■ **EXERCISE PROMPT**
Copy every line of the records below word for word, but leave the pictures out.

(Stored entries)

—————

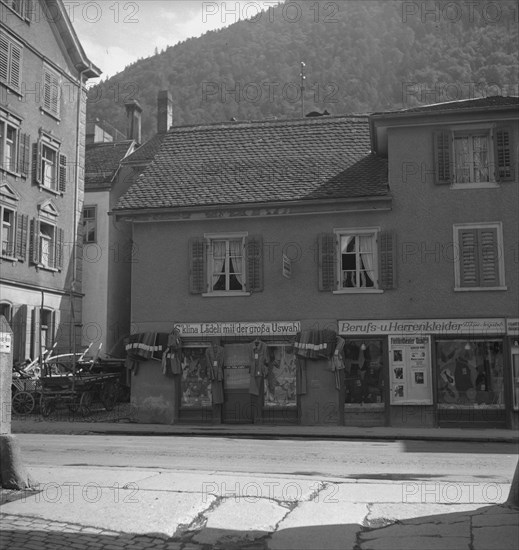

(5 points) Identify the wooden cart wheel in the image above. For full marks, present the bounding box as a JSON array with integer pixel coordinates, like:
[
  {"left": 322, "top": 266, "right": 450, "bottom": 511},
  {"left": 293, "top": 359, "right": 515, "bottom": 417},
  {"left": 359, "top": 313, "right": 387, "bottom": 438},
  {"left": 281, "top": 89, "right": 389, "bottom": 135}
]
[
  {"left": 101, "top": 382, "right": 119, "bottom": 411},
  {"left": 79, "top": 391, "right": 92, "bottom": 416},
  {"left": 12, "top": 391, "right": 35, "bottom": 414},
  {"left": 40, "top": 395, "right": 55, "bottom": 416}
]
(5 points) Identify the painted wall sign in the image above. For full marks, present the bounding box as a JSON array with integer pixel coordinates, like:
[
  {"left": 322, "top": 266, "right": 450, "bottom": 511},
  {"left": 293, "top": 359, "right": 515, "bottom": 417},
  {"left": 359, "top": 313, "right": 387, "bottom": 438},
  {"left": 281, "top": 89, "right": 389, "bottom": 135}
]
[
  {"left": 174, "top": 321, "right": 301, "bottom": 337},
  {"left": 339, "top": 319, "right": 506, "bottom": 336},
  {"left": 389, "top": 336, "right": 432, "bottom": 405},
  {"left": 0, "top": 332, "right": 11, "bottom": 353}
]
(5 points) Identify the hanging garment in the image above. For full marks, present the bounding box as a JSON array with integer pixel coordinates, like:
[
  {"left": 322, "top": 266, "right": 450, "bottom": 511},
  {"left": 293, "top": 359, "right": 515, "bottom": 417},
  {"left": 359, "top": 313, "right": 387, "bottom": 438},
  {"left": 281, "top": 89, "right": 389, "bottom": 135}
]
[
  {"left": 330, "top": 336, "right": 346, "bottom": 390},
  {"left": 205, "top": 346, "right": 225, "bottom": 405},
  {"left": 249, "top": 340, "right": 269, "bottom": 395},
  {"left": 125, "top": 332, "right": 162, "bottom": 375},
  {"left": 162, "top": 329, "right": 182, "bottom": 376},
  {"left": 294, "top": 329, "right": 337, "bottom": 359},
  {"left": 454, "top": 358, "right": 473, "bottom": 391}
]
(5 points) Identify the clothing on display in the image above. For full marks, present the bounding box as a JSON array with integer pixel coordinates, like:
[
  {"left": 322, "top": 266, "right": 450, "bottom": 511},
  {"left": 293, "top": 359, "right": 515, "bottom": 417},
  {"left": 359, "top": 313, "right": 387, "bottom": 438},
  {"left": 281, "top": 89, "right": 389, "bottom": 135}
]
[
  {"left": 162, "top": 329, "right": 182, "bottom": 376},
  {"left": 125, "top": 332, "right": 162, "bottom": 375},
  {"left": 249, "top": 339, "right": 269, "bottom": 395},
  {"left": 294, "top": 329, "right": 337, "bottom": 359},
  {"left": 205, "top": 343, "right": 225, "bottom": 405}
]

—————

■ **EXERCISE RESPONSE**
(5 points) Identify the wooden cart wheel in the image above. For full marks, present the bounding box as a JSON array with integer pixel coordinates, like:
[
  {"left": 322, "top": 266, "right": 450, "bottom": 511},
  {"left": 293, "top": 359, "right": 515, "bottom": 417},
  {"left": 359, "top": 313, "right": 387, "bottom": 438},
  {"left": 281, "top": 89, "right": 389, "bottom": 135}
]
[
  {"left": 101, "top": 382, "right": 119, "bottom": 411},
  {"left": 79, "top": 391, "right": 92, "bottom": 416},
  {"left": 12, "top": 391, "right": 35, "bottom": 414},
  {"left": 40, "top": 395, "right": 55, "bottom": 416}
]
(5 points) Identify the painted wall sign in the image above. For full marks, present the bounding box as a JSON array with integer pixel coordinates, like:
[
  {"left": 322, "top": 266, "right": 450, "bottom": 511},
  {"left": 293, "top": 359, "right": 515, "bottom": 417},
  {"left": 359, "top": 313, "right": 387, "bottom": 438},
  {"left": 281, "top": 89, "right": 389, "bottom": 135}
]
[
  {"left": 174, "top": 321, "right": 301, "bottom": 337},
  {"left": 339, "top": 319, "right": 506, "bottom": 336},
  {"left": 389, "top": 336, "right": 432, "bottom": 405},
  {"left": 0, "top": 332, "right": 11, "bottom": 353}
]
(5 points) Identify the hanging garment in the image above. For full marks, present the bounding box as a JSON array with integer pixel coordinates, like:
[
  {"left": 322, "top": 266, "right": 450, "bottom": 511},
  {"left": 293, "top": 359, "right": 515, "bottom": 417},
  {"left": 359, "top": 313, "right": 387, "bottom": 438},
  {"left": 281, "top": 89, "right": 389, "bottom": 135}
]
[
  {"left": 330, "top": 336, "right": 346, "bottom": 390},
  {"left": 205, "top": 346, "right": 225, "bottom": 405},
  {"left": 249, "top": 340, "right": 269, "bottom": 395},
  {"left": 125, "top": 332, "right": 162, "bottom": 375},
  {"left": 162, "top": 329, "right": 182, "bottom": 376},
  {"left": 294, "top": 329, "right": 337, "bottom": 359},
  {"left": 454, "top": 358, "right": 473, "bottom": 391}
]
(5 points) Identify the clothing on display in the image above. For full marks, present the bounding box as a JSON array with integer pixel coordinates, like:
[
  {"left": 322, "top": 266, "right": 450, "bottom": 511},
  {"left": 293, "top": 359, "right": 515, "bottom": 417},
  {"left": 359, "top": 313, "right": 387, "bottom": 438},
  {"left": 281, "top": 89, "right": 389, "bottom": 135}
]
[
  {"left": 162, "top": 329, "right": 182, "bottom": 376},
  {"left": 125, "top": 332, "right": 162, "bottom": 375},
  {"left": 249, "top": 339, "right": 269, "bottom": 395},
  {"left": 294, "top": 329, "right": 337, "bottom": 359},
  {"left": 205, "top": 343, "right": 225, "bottom": 405}
]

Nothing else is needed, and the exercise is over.